• EXCERPT:
[Start of section]

RSS chief Mohan Bhagwat opened another front on Friday when he said that “partition of the country was not a settled fact” and that the “division of the sub-continent would have to be undone for everyone's good”.
“We are often told to forget about this (Partition), but those who forget are condemned to repeat it. Partition is not a settled fact, and it shall have to be undone. When we refer to Bharat, it's always Akhand Bharat. Those who think otherwise have been brought up on a western value system in the name of progress,” he said at the release of a booklet called Bharat Vibhajan — Ek Trasadi, Ek Kalank (India's Partition — A Tragedy, A Blot).
Bhagwat's speech runs contrary to BJP's view on Partition. In 1999, the then prime minister Atal Bihari Vajpayee had visited Minar-e-Pakistan while in 2005, BJP leader L K Advani visited Mohammed Ali Jinnah's mausoleum in Karachi — two steps that the BJP regards important in according Pakistan legitimacy as an independent country.
While Bharatiya Jana Sangh ideologue late Deen Dayal Upadhyay had mooted “a confederation of South Asian states”, Bhagwat didn't specify his own blueprint for “Akhand Bharat”, but added that “no truth could be established without adequate force” and that a “common Hindu past alone could be the basis of emotional integration for the subcontinent” and that it would be the basis for everyone's happiness.
Bhagwat also claimed that “recent research findings on DNA mapping have established that the inhabitants of this sub-continent in the last 40,000 years have had similar DNA”, and “thus no one could be called minorities in the country”.
Bhagwat indicated that Afghanistan, Pakistan, Tibet, Nepal, Myanmar and Sri Lanka once formed “Akhand Bharat”.

[End of section]

• DATA PROVIDED:
[Start of section]

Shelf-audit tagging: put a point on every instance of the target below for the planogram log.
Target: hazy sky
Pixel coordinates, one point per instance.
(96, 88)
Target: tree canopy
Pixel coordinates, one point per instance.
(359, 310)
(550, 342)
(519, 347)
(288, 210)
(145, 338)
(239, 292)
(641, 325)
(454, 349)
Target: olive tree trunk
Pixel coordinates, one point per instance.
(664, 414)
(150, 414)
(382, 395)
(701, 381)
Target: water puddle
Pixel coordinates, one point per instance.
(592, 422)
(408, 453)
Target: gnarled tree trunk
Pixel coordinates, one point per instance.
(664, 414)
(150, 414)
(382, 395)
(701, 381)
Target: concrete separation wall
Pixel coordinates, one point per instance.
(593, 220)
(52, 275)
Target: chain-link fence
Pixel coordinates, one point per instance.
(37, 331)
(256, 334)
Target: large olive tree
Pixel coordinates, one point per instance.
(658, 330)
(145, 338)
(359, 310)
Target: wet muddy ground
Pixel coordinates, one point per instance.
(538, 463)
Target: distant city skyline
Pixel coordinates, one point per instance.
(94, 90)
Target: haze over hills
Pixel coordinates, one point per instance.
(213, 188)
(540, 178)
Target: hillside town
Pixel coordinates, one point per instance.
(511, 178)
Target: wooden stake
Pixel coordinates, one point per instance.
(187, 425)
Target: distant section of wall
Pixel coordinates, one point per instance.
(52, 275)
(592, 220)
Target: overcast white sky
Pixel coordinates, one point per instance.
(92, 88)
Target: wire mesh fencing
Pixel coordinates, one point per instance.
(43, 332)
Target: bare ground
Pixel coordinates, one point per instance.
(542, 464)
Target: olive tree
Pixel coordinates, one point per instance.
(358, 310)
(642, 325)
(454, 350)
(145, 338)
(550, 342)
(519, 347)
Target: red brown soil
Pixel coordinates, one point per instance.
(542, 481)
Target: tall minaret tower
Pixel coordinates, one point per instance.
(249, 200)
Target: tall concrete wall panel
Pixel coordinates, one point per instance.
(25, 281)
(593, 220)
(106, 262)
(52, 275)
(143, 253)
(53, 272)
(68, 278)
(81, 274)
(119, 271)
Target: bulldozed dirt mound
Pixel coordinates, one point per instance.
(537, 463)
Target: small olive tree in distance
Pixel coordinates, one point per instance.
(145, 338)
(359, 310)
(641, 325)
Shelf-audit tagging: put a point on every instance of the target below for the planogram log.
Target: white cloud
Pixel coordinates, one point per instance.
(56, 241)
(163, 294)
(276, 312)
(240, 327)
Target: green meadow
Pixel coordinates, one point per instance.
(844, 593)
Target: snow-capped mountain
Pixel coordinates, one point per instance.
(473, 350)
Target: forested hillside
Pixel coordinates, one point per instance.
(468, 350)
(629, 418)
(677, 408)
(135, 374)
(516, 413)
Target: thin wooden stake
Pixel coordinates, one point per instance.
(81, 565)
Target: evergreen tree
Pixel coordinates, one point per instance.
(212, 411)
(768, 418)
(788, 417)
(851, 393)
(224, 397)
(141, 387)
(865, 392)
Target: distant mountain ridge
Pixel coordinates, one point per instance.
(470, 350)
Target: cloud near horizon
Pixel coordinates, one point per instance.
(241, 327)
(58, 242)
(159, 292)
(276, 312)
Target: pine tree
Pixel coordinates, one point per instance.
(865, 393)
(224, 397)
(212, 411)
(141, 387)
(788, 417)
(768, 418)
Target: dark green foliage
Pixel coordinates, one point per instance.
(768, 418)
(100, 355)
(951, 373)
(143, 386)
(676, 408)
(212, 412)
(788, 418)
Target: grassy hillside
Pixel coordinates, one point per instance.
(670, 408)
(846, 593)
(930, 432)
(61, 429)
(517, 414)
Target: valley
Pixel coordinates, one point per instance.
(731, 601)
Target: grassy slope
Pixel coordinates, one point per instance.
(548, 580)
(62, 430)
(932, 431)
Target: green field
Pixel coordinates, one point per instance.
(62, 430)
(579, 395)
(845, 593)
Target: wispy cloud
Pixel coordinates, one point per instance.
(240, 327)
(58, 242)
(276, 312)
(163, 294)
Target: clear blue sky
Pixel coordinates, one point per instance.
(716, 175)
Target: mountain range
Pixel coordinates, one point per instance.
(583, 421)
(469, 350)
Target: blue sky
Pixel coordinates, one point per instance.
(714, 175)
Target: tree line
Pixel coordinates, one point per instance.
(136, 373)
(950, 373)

[End of section]

Please answer these from the report on Bhagwat's Partition remarks:
(a) What booklet was being released when Bhagwat spoke?
(b) In 2005, whose mausoleum did L K Advani visit, and in which city?
(c) Which countries did Bhagwat indicate once formed "Akhand Bharat"?

(a) Bharat Vibhajan — Ek Trasadi, Ek Kalank (India's Partition — A Tragedy, A Blot).
(b) Mohammed Ali Jinnah's mausoleum, in Karachi.
(c) Afghanistan, Pakistan, Tibet, Nepal, Myanmar and Sri Lanka.